*EXCERPT PROVIDED*
_ _ _ _

When the FDA approved the use of silicone implants as a safe alternative to saline implants in 2006, the move began a discussion on which implant type was superior. With the advantages and disadvantages of each type of implant, patients are given a choice as to which they would want to use for their breast augmentation.
No single implant type is better than the other. Saline and silicone implants each have the qualities that make them ideal for the anatomy, needs, and desires of women. However, with its increasing popularity alongside its approval for sale and use, silicone implants became the preferred type of implant by plastic surgeons and patients alike.
Silicone Implants and Weight
Silicone implants, as opposed to saline implants, are filled with a thick and viscous silicone gel enclosed in an outer shell. For many, because the gel appears to be denser than the saline (salt) solution, silicone implants seem to be heavier.
Commonly, patients ask the weight of silicone implants and whether it adds extra weight to their body. It’s generally a reasonable inquiry since breast implants do have weight and any additional load after breast augmentation means discomfort instead of a satisfying and complication-free outcome.
So, will silicone implants add to your body weight?
A simple answer to this question is yes. However, the added weight will be negligible.

_ _ _ _

*EXERCISE DATA*
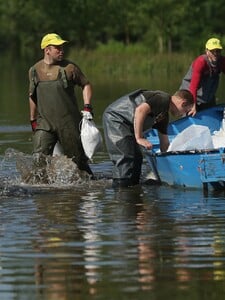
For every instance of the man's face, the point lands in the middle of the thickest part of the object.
(56, 52)
(213, 54)
(182, 109)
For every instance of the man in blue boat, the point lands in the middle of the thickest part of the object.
(202, 78)
(126, 119)
(54, 112)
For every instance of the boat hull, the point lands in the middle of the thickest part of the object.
(203, 168)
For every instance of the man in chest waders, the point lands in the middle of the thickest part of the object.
(54, 112)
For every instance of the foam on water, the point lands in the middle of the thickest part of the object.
(22, 173)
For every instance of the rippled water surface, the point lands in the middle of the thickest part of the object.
(88, 241)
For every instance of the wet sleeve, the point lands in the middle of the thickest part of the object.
(198, 67)
(162, 126)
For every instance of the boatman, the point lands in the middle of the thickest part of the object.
(54, 113)
(202, 78)
(124, 122)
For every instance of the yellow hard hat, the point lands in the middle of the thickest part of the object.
(213, 43)
(52, 39)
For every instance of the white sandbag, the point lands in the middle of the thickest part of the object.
(194, 137)
(90, 137)
(58, 150)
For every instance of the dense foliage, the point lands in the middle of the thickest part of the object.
(161, 25)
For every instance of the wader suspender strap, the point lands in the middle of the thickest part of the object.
(212, 69)
(34, 77)
(62, 72)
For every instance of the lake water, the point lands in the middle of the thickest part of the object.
(85, 240)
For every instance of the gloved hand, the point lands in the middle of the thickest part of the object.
(87, 115)
(33, 124)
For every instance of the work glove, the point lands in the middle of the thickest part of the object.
(87, 112)
(33, 124)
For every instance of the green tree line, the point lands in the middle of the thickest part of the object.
(164, 26)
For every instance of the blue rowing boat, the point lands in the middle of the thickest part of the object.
(196, 167)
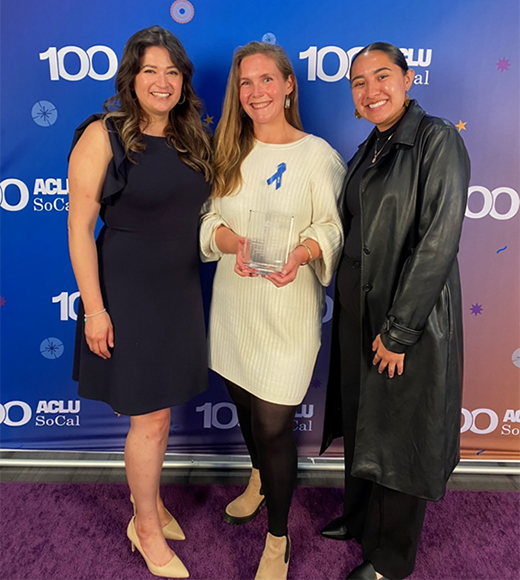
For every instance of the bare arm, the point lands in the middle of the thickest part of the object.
(87, 169)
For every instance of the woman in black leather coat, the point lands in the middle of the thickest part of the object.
(396, 370)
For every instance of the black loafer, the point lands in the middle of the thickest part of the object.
(336, 530)
(364, 571)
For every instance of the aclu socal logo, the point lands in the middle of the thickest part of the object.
(15, 414)
(224, 416)
(332, 64)
(48, 413)
(490, 421)
(58, 413)
(48, 195)
(72, 63)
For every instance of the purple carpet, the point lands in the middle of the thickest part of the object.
(54, 531)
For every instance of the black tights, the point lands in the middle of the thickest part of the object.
(268, 432)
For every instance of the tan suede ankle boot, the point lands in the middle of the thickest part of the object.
(246, 506)
(275, 559)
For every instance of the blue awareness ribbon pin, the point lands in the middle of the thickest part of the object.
(277, 176)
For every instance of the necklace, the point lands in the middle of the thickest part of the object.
(378, 153)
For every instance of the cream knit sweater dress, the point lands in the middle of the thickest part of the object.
(263, 338)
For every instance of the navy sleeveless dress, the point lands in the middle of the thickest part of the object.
(149, 276)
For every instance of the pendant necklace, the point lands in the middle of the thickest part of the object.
(378, 153)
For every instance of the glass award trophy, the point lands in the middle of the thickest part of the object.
(268, 241)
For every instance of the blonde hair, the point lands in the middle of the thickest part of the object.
(234, 135)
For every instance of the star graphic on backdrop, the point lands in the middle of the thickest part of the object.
(476, 309)
(503, 64)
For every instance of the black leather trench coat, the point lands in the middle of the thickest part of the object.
(413, 201)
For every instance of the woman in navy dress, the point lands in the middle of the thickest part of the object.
(144, 167)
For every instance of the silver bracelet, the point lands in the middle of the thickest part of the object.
(91, 315)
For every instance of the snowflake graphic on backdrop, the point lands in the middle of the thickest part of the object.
(503, 64)
(182, 11)
(44, 113)
(51, 348)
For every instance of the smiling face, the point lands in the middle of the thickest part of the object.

_ _ _ _

*YOUR GOAL*
Please continue the text on silicone breast implants and weight from the point where it stops.

*TASK RESULT*
How to Determine the Weight Silicone Implants Add to Overall Body Weight
Generally, the volume – not its type – dictates the weight of an implant. Implant volume is measured in cc (cubic centimeter), wherein a given number of cc is equivalent to the number of grams. So, a 400 cc breast implant would weight about 400 grams.
In calculating how much weight silicone implants add to your total body weight after breast augmentation, we must consider the specific gravity of the implant fill. Specific gravity refers to the density of a substance against a density standard that is usually water (for any liquid substances) or solid materials.
Saline solution has a specific gravity of 1.0 g/cc while that of silicone is 0.97 g/cc. To get the weight that silicone implants will add to your overall body weight, you need to:
- Multiply the volume of the implants (in cc) by the specific gravity of the silicone gel
- Divide the answer by 454 grams to convert the weight to pounds
Let’s say, you plan to get a 350 cc silicone implants:
- 350 cc x 0.97 g/cc = 339.5 g (round off to 340 g)
- 340 g x 2 = 680 g for two silicone implants
- 680 g/ 454 g= 1. 49 lb.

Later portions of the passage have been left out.